§ **Set exercise**: Write the rows starting at the line that contains "form: [[759, 36]]." and ending at the line that contains "[[485, 242], [45, 53]]" as a two-column CSV with the columns request and answer, one row per request. Put each value in a single quoted field and turn line breaks into spaces.

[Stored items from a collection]
## begin

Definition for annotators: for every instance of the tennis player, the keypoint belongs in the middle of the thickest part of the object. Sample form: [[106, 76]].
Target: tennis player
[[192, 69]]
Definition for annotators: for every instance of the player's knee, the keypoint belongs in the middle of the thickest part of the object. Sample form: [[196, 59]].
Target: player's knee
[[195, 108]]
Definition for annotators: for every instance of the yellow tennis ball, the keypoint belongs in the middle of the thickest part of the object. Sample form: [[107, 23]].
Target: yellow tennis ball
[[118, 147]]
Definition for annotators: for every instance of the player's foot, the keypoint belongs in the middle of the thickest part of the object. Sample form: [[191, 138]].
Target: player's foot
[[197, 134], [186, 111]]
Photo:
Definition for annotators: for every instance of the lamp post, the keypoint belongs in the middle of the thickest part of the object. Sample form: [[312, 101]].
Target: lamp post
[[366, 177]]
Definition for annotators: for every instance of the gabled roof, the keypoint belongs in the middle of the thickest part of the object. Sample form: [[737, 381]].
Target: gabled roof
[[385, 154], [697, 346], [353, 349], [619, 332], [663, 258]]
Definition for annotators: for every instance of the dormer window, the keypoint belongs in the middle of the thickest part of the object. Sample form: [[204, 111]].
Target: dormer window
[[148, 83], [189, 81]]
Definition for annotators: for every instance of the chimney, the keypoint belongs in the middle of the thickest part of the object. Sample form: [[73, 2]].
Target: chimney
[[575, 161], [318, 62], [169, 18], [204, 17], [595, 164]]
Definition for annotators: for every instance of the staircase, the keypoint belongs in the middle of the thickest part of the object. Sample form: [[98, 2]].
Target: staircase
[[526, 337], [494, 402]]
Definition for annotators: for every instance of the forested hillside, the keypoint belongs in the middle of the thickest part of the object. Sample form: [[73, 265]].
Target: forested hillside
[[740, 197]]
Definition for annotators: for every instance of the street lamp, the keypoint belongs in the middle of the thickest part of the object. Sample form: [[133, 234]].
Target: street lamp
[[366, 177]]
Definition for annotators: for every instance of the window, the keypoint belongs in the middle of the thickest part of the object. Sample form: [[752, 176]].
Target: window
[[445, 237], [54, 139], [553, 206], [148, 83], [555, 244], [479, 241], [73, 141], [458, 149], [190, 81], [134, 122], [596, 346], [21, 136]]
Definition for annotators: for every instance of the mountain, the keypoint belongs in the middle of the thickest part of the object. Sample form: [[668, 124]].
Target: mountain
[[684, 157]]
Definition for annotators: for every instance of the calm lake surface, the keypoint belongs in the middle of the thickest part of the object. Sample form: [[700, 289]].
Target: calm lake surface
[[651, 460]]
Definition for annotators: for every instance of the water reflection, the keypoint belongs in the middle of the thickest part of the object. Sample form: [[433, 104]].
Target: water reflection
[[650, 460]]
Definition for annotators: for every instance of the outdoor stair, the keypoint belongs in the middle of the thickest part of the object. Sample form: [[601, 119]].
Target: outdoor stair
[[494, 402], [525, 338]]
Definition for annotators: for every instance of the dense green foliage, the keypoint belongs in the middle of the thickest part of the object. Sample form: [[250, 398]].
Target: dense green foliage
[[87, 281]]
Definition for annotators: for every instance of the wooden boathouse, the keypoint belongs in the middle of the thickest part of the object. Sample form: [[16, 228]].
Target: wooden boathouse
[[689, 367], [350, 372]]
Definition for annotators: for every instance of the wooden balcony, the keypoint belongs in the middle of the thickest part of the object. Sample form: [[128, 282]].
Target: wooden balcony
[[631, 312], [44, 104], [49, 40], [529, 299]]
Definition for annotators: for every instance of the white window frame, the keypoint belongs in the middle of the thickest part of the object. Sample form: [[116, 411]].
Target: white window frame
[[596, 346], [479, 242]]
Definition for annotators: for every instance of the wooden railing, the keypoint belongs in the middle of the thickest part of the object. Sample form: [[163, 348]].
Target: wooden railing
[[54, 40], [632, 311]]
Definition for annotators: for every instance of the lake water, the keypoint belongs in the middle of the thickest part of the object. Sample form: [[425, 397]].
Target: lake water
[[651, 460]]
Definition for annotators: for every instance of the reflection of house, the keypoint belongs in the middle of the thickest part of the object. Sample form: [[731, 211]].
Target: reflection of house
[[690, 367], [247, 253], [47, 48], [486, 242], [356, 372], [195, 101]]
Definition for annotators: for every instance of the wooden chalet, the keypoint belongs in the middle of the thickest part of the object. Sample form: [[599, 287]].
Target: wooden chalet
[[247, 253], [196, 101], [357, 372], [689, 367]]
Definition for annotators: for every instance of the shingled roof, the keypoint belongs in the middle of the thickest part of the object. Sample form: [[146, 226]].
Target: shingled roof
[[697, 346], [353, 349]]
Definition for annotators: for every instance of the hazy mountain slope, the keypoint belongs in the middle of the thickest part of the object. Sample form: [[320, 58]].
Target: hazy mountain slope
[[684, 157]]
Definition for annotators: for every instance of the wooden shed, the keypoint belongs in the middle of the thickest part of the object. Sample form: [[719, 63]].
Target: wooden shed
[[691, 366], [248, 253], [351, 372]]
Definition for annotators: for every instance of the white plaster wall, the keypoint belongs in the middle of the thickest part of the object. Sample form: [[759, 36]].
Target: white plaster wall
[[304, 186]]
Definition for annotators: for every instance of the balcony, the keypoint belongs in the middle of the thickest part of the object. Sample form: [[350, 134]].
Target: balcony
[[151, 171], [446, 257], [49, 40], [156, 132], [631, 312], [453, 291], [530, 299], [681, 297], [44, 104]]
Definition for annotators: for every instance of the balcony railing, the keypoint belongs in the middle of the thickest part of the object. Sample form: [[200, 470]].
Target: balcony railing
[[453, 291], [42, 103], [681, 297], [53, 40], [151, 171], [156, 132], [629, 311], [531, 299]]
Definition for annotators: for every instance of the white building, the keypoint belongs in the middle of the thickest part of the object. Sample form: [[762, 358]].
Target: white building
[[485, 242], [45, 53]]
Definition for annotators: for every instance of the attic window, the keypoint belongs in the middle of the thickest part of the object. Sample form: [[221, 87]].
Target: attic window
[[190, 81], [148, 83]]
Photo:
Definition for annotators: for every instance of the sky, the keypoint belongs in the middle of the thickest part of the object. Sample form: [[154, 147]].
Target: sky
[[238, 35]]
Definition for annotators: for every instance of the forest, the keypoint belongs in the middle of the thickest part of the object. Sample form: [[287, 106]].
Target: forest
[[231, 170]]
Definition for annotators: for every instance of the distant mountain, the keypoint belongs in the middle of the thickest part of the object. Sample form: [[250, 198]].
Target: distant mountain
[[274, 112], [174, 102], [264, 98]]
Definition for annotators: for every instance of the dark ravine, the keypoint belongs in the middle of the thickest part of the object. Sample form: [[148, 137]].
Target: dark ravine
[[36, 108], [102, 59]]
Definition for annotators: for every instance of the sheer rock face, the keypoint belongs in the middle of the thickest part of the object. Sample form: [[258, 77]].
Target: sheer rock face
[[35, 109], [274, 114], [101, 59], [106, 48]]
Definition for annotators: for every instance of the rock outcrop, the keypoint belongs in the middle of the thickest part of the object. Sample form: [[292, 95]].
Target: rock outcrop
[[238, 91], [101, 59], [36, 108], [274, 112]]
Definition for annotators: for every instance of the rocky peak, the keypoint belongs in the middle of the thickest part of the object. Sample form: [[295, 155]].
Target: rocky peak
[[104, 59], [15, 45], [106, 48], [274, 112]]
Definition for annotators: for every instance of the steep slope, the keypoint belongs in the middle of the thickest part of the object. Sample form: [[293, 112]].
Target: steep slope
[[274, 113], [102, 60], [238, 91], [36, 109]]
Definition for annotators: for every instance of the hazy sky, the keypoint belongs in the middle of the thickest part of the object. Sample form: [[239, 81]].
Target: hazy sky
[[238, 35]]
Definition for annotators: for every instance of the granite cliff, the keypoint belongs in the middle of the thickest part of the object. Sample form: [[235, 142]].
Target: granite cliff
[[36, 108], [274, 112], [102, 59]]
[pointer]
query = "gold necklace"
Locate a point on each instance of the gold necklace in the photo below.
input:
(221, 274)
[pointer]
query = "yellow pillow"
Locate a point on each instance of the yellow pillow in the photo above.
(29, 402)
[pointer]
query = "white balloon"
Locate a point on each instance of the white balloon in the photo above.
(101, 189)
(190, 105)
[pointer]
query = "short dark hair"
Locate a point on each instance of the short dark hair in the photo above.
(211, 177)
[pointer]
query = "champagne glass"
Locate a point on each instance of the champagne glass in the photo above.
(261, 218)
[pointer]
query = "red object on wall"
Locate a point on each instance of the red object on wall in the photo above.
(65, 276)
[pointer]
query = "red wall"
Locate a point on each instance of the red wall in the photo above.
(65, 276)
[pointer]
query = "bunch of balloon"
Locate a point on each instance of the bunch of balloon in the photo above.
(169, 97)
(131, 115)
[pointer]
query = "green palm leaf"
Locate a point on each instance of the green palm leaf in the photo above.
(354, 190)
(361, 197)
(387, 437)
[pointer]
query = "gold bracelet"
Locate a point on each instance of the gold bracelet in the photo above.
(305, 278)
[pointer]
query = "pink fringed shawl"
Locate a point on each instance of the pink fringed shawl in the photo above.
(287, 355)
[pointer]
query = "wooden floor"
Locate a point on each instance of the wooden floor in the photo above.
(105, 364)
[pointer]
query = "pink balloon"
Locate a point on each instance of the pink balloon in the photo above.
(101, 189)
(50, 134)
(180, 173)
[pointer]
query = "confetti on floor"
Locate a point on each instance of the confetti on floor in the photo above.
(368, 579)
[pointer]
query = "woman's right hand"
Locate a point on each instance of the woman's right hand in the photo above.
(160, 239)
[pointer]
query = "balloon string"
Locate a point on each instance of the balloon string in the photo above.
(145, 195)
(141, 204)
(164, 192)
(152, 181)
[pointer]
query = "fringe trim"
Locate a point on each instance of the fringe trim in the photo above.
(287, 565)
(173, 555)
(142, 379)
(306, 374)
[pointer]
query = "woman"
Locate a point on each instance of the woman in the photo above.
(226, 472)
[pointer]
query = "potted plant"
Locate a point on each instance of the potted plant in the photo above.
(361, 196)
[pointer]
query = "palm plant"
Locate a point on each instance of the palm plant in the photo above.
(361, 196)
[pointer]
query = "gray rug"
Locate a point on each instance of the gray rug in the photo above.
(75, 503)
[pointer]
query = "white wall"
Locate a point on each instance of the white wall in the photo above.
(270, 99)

## end

§ **Response to this task**:
request,answer
"Definition for annotators: for every instance of the white plaster wall, the keypoint belongs in the middle of the thickest part of the object. Sample form: [[759, 36]]. Target: white plaster wall","[[304, 186]]"
"Definition for annotators: for every instance of the balcony, the keypoint belongs in the middle of the thickest part of the object. Sample form: [[350, 134]]. Target: balcony","[[151, 171], [446, 257], [49, 40], [156, 132], [631, 312], [453, 291], [530, 299], [681, 297], [44, 104]]"
"Definition for annotators: for every instance of the balcony railing, the keypoint belongs in the middle of the thickest part of the object. Sample form: [[200, 470]]. Target: balcony railing","[[453, 291], [42, 103], [681, 297], [53, 40], [151, 171], [156, 132], [629, 311], [531, 299]]"
"Definition for annotators: for every instance of the white building, the keypoint belongs in the middle of the thickest part of the object. Sample form: [[762, 358]]. Target: white building","[[485, 242], [45, 53]]"